ASSIGNED TASK: In the following material, identify every line holding the string "positive" and return it.
Start of Block
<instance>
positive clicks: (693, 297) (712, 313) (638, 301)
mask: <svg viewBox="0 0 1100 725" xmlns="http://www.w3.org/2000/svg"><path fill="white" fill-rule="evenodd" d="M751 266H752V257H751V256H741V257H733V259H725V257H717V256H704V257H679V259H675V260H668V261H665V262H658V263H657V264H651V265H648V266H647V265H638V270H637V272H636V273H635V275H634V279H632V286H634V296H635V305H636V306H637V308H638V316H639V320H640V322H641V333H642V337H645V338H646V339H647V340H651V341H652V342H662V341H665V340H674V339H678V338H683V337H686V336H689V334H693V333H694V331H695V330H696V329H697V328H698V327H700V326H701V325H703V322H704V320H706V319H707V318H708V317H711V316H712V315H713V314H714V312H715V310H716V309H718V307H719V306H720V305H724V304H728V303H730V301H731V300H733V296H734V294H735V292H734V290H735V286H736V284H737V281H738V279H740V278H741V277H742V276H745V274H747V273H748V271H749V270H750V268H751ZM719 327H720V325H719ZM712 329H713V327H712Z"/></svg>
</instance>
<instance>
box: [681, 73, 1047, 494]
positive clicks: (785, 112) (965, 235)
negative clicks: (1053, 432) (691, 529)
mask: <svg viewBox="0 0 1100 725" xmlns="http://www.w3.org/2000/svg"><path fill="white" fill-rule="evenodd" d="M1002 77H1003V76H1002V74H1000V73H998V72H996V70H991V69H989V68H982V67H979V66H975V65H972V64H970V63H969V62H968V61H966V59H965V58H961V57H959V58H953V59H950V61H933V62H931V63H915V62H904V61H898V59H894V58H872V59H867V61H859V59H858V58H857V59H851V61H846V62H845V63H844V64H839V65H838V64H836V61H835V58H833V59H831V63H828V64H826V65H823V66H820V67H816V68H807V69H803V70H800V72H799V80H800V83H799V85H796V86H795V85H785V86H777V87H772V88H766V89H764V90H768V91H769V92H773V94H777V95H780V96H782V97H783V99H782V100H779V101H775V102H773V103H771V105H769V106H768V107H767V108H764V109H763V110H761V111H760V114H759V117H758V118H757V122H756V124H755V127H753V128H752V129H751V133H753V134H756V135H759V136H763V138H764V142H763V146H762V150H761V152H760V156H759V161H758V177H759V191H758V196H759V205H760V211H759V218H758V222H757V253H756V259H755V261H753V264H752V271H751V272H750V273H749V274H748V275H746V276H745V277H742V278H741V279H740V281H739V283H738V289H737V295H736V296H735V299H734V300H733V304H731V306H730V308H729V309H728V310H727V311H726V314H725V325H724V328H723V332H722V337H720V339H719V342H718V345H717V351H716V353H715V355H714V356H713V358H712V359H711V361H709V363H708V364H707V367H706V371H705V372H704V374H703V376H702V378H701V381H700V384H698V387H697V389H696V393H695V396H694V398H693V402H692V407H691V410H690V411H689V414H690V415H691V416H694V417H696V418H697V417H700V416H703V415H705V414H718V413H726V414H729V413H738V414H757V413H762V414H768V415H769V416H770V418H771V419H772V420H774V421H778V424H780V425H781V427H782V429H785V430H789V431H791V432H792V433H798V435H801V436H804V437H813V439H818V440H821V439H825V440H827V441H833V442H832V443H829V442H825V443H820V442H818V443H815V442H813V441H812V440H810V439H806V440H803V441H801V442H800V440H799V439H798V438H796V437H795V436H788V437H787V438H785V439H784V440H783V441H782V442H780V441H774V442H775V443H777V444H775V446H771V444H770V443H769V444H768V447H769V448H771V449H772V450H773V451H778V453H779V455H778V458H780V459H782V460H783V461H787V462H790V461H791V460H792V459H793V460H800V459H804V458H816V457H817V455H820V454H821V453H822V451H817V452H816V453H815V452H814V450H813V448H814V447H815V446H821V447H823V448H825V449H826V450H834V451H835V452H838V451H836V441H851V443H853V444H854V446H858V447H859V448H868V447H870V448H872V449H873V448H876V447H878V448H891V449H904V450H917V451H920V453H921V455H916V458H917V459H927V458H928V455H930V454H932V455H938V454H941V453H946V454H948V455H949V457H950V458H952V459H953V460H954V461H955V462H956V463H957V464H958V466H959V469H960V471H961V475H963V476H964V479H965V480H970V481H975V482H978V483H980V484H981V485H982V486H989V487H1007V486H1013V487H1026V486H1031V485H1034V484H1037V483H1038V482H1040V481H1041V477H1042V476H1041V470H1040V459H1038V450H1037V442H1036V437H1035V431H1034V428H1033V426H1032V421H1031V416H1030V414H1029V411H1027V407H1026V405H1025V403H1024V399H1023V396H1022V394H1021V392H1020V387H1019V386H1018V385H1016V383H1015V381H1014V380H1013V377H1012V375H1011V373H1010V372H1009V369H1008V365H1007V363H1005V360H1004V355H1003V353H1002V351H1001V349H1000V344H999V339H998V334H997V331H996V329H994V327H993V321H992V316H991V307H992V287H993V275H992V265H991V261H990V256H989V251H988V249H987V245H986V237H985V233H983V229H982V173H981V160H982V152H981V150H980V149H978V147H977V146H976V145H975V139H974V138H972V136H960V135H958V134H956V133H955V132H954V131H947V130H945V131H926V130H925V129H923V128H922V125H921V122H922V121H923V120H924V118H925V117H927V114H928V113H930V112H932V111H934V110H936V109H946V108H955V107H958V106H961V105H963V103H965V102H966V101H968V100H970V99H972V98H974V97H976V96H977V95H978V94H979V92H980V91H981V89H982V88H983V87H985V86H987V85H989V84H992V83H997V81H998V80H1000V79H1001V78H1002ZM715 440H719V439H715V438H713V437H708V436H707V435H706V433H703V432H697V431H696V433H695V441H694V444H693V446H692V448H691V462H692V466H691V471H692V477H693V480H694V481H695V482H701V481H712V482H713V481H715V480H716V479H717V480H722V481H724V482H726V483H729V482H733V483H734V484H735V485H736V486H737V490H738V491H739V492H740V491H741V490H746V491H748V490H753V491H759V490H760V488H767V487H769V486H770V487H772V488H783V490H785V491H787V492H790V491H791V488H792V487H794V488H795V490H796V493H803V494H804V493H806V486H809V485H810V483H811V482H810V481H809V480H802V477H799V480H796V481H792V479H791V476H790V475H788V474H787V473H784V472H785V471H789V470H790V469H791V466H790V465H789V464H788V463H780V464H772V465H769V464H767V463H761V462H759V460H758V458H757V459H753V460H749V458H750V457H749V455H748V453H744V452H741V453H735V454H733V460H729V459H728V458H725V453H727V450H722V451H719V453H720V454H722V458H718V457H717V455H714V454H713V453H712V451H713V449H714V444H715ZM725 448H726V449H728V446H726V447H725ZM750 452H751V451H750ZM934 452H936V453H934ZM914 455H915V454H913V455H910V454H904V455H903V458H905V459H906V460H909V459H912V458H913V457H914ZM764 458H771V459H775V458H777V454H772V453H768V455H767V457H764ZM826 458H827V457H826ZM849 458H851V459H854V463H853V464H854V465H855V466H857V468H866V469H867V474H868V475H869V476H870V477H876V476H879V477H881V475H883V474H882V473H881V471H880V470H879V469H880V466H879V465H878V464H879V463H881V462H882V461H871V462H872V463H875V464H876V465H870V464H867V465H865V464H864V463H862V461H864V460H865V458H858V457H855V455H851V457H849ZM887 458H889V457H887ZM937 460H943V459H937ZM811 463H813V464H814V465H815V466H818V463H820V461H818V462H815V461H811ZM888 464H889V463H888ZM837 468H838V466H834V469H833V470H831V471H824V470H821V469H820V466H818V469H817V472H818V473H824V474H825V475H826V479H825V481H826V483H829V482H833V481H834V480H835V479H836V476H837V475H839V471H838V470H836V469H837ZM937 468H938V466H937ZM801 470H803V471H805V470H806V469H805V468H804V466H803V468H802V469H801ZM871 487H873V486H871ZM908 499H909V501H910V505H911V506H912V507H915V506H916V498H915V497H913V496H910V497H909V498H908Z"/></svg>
End of Block
SOLUTION:
positive clicks: (693, 297) (712, 313) (638, 301)
positive clicks: (785, 112) (965, 235)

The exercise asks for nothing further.